Image boundary annotation data:
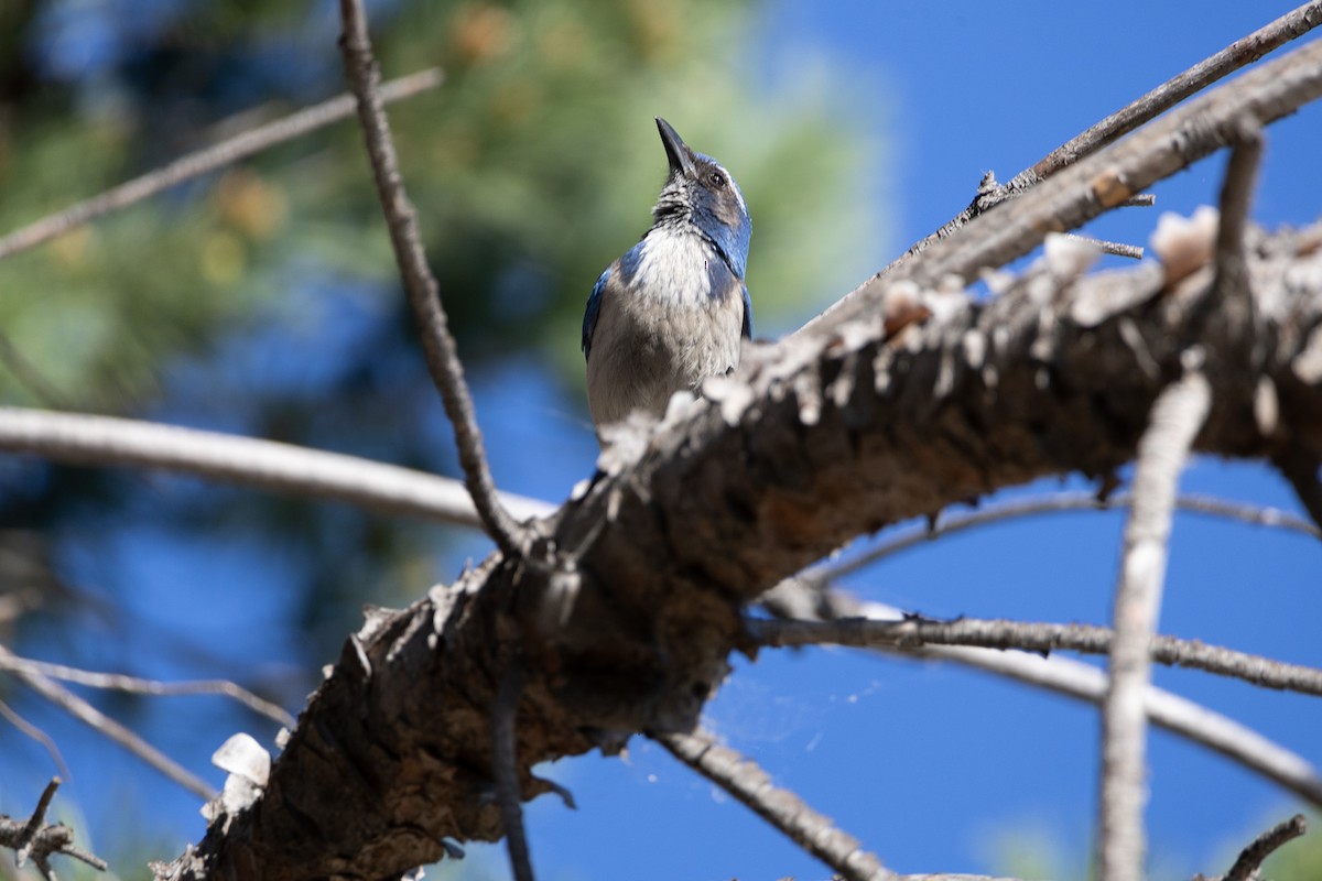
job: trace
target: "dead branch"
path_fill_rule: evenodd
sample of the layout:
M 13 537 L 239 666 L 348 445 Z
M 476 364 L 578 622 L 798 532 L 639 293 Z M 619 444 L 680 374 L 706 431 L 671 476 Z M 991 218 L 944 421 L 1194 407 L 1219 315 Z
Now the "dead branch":
M 427 370 L 440 392 L 446 415 L 455 431 L 459 464 L 464 469 L 464 482 L 473 497 L 488 535 L 506 556 L 522 555 L 529 536 L 522 526 L 501 505 L 492 479 L 483 435 L 473 413 L 473 400 L 464 382 L 464 367 L 459 362 L 455 338 L 449 334 L 446 309 L 440 302 L 440 287 L 427 265 L 418 235 L 418 217 L 405 193 L 395 145 L 390 136 L 390 122 L 381 100 L 381 71 L 371 54 L 368 38 L 368 20 L 361 0 L 340 0 L 344 34 L 340 49 L 344 53 L 349 86 L 358 99 L 358 122 L 362 125 L 368 156 L 381 197 L 381 209 L 390 229 L 390 243 L 395 250 L 408 304 L 422 328 L 423 353 Z
M 804 577 L 820 580 L 822 582 L 836 581 L 853 572 L 859 572 L 878 560 L 884 560 L 886 557 L 894 556 L 902 551 L 908 551 L 912 547 L 935 542 L 936 539 L 954 532 L 964 532 L 965 530 L 973 530 L 981 526 L 990 526 L 993 523 L 1002 523 L 1005 520 L 1014 520 L 1019 518 L 1039 516 L 1043 514 L 1122 510 L 1128 509 L 1132 502 L 1133 497 L 1128 493 L 1110 495 L 1104 499 L 1097 498 L 1096 493 L 1058 493 L 1044 495 L 1042 498 L 1001 502 L 976 511 L 964 511 L 952 515 L 943 514 L 936 520 L 935 526 L 910 528 L 886 539 L 874 548 L 869 548 L 857 557 L 822 567 L 820 571 L 810 571 Z M 1240 523 L 1289 530 L 1292 532 L 1311 535 L 1313 538 L 1322 538 L 1322 530 L 1309 520 L 1274 507 L 1259 507 L 1256 505 L 1227 502 L 1225 499 L 1214 498 L 1211 495 L 1187 494 L 1179 495 L 1175 499 L 1175 509 L 1191 514 L 1222 516 L 1231 520 L 1239 520 Z
M 435 88 L 442 81 L 443 77 L 439 69 L 420 70 L 385 83 L 381 87 L 381 99 L 385 103 L 391 103 L 411 98 L 428 88 Z M 180 157 L 169 165 L 126 181 L 90 199 L 71 205 L 57 214 L 44 217 L 0 238 L 0 260 L 12 254 L 49 242 L 69 230 L 91 223 L 130 205 L 136 205 L 143 199 L 168 190 L 176 184 L 209 174 L 278 144 L 284 144 L 308 132 L 325 128 L 332 123 L 352 116 L 356 106 L 357 102 L 353 95 L 340 95 L 290 114 L 283 119 L 258 125 L 251 131 L 241 132 L 213 147 Z
M 894 872 L 854 836 L 838 829 L 789 790 L 777 787 L 756 762 L 705 732 L 662 734 L 656 738 L 670 754 L 726 790 L 798 847 L 849 881 L 898 881 Z
M 804 579 L 787 579 L 763 594 L 761 605 L 784 618 L 866 617 L 874 621 L 903 621 L 900 609 L 882 602 L 862 602 L 839 588 Z M 976 670 L 1044 688 L 1066 697 L 1100 705 L 1107 693 L 1107 675 L 1089 664 L 1052 655 L 1001 651 L 969 646 L 925 646 L 890 651 L 899 658 L 951 660 Z M 1257 732 L 1191 700 L 1162 688 L 1147 687 L 1144 701 L 1147 719 L 1192 744 L 1220 753 L 1245 769 L 1273 781 L 1311 804 L 1322 807 L 1322 777 L 1298 753 L 1274 744 Z
M 1192 350 L 1190 350 L 1192 351 Z M 1186 361 L 1188 359 L 1186 354 Z M 1101 712 L 1101 832 L 1097 873 L 1103 881 L 1141 881 L 1146 857 L 1149 643 L 1157 629 L 1175 489 L 1194 437 L 1211 408 L 1211 386 L 1198 367 L 1162 391 L 1138 441 L 1134 505 L 1125 524 L 1116 589 L 1110 678 Z
M 1309 4 L 1315 5 L 1315 4 Z M 1047 234 L 1077 229 L 1212 152 L 1236 143 L 1245 120 L 1265 125 L 1322 95 L 1322 42 L 1188 102 L 1165 119 L 1089 156 L 1015 199 L 1015 210 L 988 222 L 978 217 L 958 236 L 924 251 L 921 262 L 882 269 L 796 334 L 820 328 L 837 310 L 878 312 L 886 289 L 902 279 L 935 285 L 947 276 L 972 283 L 980 271 L 1005 265 L 1039 246 Z
M 71 777 L 71 774 L 69 773 L 69 766 L 65 763 L 65 757 L 59 752 L 59 746 L 56 744 L 56 741 L 50 738 L 50 734 L 41 730 L 40 728 L 29 722 L 26 719 L 20 716 L 17 712 L 15 712 L 13 707 L 4 703 L 3 700 L 0 700 L 0 716 L 3 716 L 7 722 L 9 722 L 20 732 L 22 732 L 24 736 L 41 744 L 41 746 L 46 750 L 46 754 L 50 756 L 50 761 L 56 763 L 57 769 L 59 769 L 59 774 L 62 777 L 66 778 Z
M 1282 427 L 1314 440 L 1322 425 L 1293 413 L 1322 412 L 1322 386 L 1290 378 L 1311 345 L 1298 328 L 1322 322 L 1318 240 L 1322 229 L 1255 231 L 1247 248 L 1253 333 L 1276 339 L 1263 374 L 1282 390 Z M 1181 353 L 1224 345 L 1194 316 L 1211 296 L 1211 259 L 1208 248 L 1167 293 L 1159 268 L 1077 277 L 1043 262 L 989 302 L 915 291 L 933 317 L 900 338 L 883 341 L 880 316 L 841 314 L 830 333 L 750 349 L 743 372 L 710 384 L 710 403 L 604 461 L 542 524 L 555 547 L 578 549 L 572 565 L 547 573 L 493 556 L 346 643 L 258 806 L 210 828 L 161 877 L 234 861 L 272 878 L 402 872 L 440 859 L 443 840 L 498 839 L 489 779 L 469 769 L 490 767 L 494 687 L 483 683 L 498 682 L 510 645 L 537 658 L 520 704 L 521 763 L 691 729 L 746 643 L 742 605 L 767 585 L 858 532 L 1130 460 Z M 1211 379 L 1198 449 L 1270 452 L 1276 441 L 1240 417 L 1256 379 Z M 1079 682 L 1055 687 L 1087 695 Z M 1170 724 L 1322 800 L 1298 757 L 1187 701 L 1182 712 Z
M 293 716 L 283 707 L 258 697 L 247 688 L 225 679 L 202 679 L 194 682 L 160 682 L 156 679 L 140 679 L 123 674 L 103 674 L 90 670 L 78 670 L 65 664 L 53 664 L 45 660 L 32 660 L 17 655 L 0 655 L 0 670 L 17 672 L 20 670 L 32 671 L 52 679 L 89 686 L 91 688 L 104 688 L 108 691 L 123 691 L 134 695 L 152 695 L 156 697 L 175 697 L 181 695 L 222 695 L 235 700 L 255 713 L 266 716 L 271 721 L 293 728 Z
M 1171 107 L 1196 95 L 1223 77 L 1235 73 L 1245 65 L 1253 63 L 1263 55 L 1280 49 L 1290 40 L 1302 37 L 1319 22 L 1322 22 L 1322 1 L 1314 0 L 1313 3 L 1305 3 L 1293 12 L 1288 12 L 1247 37 L 1236 40 L 1215 55 L 1204 58 L 1188 70 L 1167 79 L 1142 98 L 1051 151 L 1047 156 L 1038 160 L 1032 168 L 1015 174 L 1005 186 L 980 188 L 978 197 L 964 211 L 952 218 L 936 232 L 910 247 L 908 251 L 882 269 L 882 273 L 891 272 L 936 242 L 949 238 L 984 211 L 989 211 L 997 205 L 1022 194 L 1025 190 L 1040 184 L 1056 172 L 1073 165 L 1079 160 L 1092 156 L 1103 147 L 1114 143 Z M 1151 195 L 1133 195 L 1126 198 L 1122 205 L 1151 205 Z M 1142 201 L 1136 202 L 1134 199 Z
M 0 646 L 0 659 L 12 660 L 13 658 L 12 651 Z M 215 798 L 215 791 L 205 781 L 49 676 L 21 666 L 15 667 L 12 672 L 56 707 L 59 707 L 78 721 L 90 725 L 98 733 L 115 741 L 188 791 L 201 796 L 204 800 Z
M 472 497 L 448 477 L 276 441 L 112 416 L 0 407 L 0 449 L 78 465 L 185 472 L 275 493 L 480 527 Z M 553 506 L 501 494 L 520 519 Z
M 50 799 L 62 781 L 58 777 L 50 778 L 50 783 L 41 793 L 37 807 L 26 820 L 15 820 L 0 814 L 0 845 L 13 848 L 15 861 L 21 869 L 30 859 L 33 865 L 41 872 L 41 877 L 56 881 L 56 873 L 50 868 L 50 856 L 63 853 L 75 860 L 82 860 L 98 872 L 106 870 L 106 861 L 100 857 L 74 847 L 74 831 L 63 823 L 46 824 L 46 810 Z
M 1296 814 L 1290 819 L 1277 823 L 1240 851 L 1239 859 L 1225 873 L 1224 881 L 1249 881 L 1266 857 L 1272 856 L 1286 841 L 1292 841 L 1307 831 L 1309 824 L 1302 814 Z
M 855 646 L 861 649 L 912 650 L 925 646 L 980 646 L 1018 649 L 1048 654 L 1079 651 L 1104 655 L 1110 651 L 1114 631 L 1089 625 L 1029 623 L 960 618 L 932 621 L 907 617 L 902 621 L 836 618 L 832 621 L 748 621 L 748 631 L 760 646 L 787 647 L 812 645 Z M 1153 637 L 1149 645 L 1153 663 L 1204 670 L 1232 676 L 1264 688 L 1322 696 L 1322 670 L 1302 664 L 1208 646 L 1196 639 Z
M 501 826 L 514 881 L 534 881 L 533 860 L 524 828 L 524 793 L 518 785 L 518 697 L 524 691 L 524 670 L 512 663 L 501 675 L 500 691 L 492 705 L 492 777 L 500 800 Z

◆ Exercise objective ◆
Count how many lines in the records contain the word "branch". Reply with the number alone.

◆ Written answer ◆
2